FirebirdSQL / jaybird

JDBC driver for Firebird
https://www.firebirdsql.org/en/jdbc-driver/
GNU Lesser General Public License v2.1
91 stars 23 forks source link

PooledConnectionQueue not theadsafe? [JDBC341] #386

Closed firebird-automations closed 10 years ago

firebird-automations commented 10 years ago

Submitted by: Steffen Heil (firebirdsql.org_partner.sh-solutions.de)

(First off, I know the environment is quite outdated, but I am quite sure, this has nothing to do with my problem.)

I have a massively multithreaded application that uses jaybird (currently 2.2.0) with a connection pool and a maxPoolSize of 15. For years it worked perfectly (I am not sure, at what point we updated to 2.2.0 though).

Yesterday for the very first time, we noticed a situation where a thread tried to obtain a connection but failed to do so. Interestingly all connections opened by our application were closed. I am sure about that, because very connection we acquire gets wrapped and the wrappers are tracked. (A background task closes connections, when the wrappers get GCed and logs a stacktrace of the thread that acquired the connection.)

Out own code always acquires database connections using one method in our framework that is synchronized, so getConnection is never called by more than one thread. So the only thread in FB classes at the time of the problem was:

"trustedChannel-worker-1" prio=10 tid=0x00007f0a2d877800 nid=0x19ca in Object.wait() [0x0000000041aec000] java.lang.Thread.State: TIMED_WAITING (on object monitor) at java.lang.Object.wait(Native Method) at org.firebirdsql.pool.BlockingStack.pop(BlockingStack.java:147) - locked <0x0000000571cdc700> (a java.lang.Object) at org.firebirdsql.pool.PooledConnectionQueue.take(PooledConnectionQueue.java:413) - locked <0x0000000571cdb980> (a java.lang.Object) at org.firebirdsql.pool.AbstractConnectionPool.getPooledConnection(AbstractConnectionPool.java:231) - locked <0x0000000571d1c450> (a org.firebirdsql.pool.FBConnectionPoolDataSource) at org.firebirdsql.pool.AbstractFBConnectionPoolDataSource.getPooledConnection(AbstractFBConnectionPoolDataSource.java:352) - locked <0x0000000571d1c450> (a org.firebirdsql.pool.FBConnectionPoolDataSource) at org.firebirdsql.pool.AbstractFBConnectionPoolDataSource.getPooledConnection(AbstractFBConnectionPoolDataSource.java:372) - locked <0x0000000571d1c450> (a org.firebirdsql.pool.FBConnectionPoolDataSource) at org.firebirdsql.pool.FBWrappingDataSource.getConnection(FBWrappingDataSource.java:219) at com.osiris4.core.persistence.servers.FirebirdDatabase.getSafeConnection(FirebirdDatabase.java:377) - locked <0x0000000571ef4ec0> (a com.osiris4.core.persistence.servers.FirebirdDatabase)

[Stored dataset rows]
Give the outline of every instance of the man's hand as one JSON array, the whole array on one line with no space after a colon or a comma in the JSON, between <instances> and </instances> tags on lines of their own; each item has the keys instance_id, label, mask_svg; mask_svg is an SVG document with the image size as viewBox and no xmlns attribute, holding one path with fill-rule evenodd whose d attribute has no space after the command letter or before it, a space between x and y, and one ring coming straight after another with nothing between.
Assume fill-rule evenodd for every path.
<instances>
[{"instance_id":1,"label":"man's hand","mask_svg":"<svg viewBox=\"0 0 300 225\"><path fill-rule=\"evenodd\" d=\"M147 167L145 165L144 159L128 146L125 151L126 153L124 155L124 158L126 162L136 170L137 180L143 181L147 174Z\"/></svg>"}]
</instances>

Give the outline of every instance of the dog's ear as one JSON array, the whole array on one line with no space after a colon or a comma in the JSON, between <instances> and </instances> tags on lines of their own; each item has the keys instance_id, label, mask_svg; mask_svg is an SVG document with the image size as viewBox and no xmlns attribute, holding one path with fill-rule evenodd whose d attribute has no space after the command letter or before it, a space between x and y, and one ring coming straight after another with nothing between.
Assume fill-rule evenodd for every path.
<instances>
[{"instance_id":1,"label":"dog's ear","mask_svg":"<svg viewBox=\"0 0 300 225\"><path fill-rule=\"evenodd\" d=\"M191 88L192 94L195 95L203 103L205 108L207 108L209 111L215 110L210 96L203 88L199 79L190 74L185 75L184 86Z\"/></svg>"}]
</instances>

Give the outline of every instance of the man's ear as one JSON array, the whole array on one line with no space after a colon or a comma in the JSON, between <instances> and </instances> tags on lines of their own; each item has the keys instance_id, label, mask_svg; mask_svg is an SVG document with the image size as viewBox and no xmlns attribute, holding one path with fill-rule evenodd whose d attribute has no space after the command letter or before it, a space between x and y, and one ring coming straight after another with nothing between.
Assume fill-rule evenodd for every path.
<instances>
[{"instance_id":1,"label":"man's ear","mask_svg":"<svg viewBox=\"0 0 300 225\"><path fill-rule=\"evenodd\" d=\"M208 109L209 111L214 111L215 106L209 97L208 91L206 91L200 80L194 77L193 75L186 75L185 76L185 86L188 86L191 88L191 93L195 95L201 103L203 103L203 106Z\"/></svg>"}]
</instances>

■ What this exercise asks ■
1. Repeat word for word the part of the Jaybird issue starting with "Submitted by: Steffen" and going on through "with my problem.)".
2. Please turn the rows, starting with the line with "Give the outline of every instance of the man's ear" and going on through the last line of the rows, into a numbered list, leaving out blank lines.
The Jaybird issue and the rows were taken from separate sources.

■ Results by task ■
1.
Submitted by: Steffen Heil (firebirdsql.org_partner.sh-solutions.de)

(First off, I know the environment is quite outdated, but I am quite sure, this has nothing to do with my problem.)

2.
1. Give the outline of every instance of the man's ear as one JSON array, the whole array on one line with no space after a colon or a comma in the JSON, between <instances> and </instances> tags on lines of their own; each item has the keys instance_id, label, mask_svg; mask_svg is an SVG document with the image size as viewBox and no xmlns attribute, holding one path with fill-rule evenodd whose d attribute has no space after the command letter or before it, a space between x and y, and one ring coming straight after another with nothing between.
2. Assume fill-rule evenodd for every path.
3. <instances>
4. [{"instance_id":1,"label":"man's ear","mask_svg":"<svg viewBox=\"0 0 300 225\"><path fill-rule=\"evenodd\" d=\"M208 109L209 111L214 111L215 106L209 97L208 91L206 91L200 80L194 77L193 75L186 75L185 76L185 86L188 86L191 88L191 93L195 95L201 103L203 103L203 106Z\"/></svg>"}]
5. </instances>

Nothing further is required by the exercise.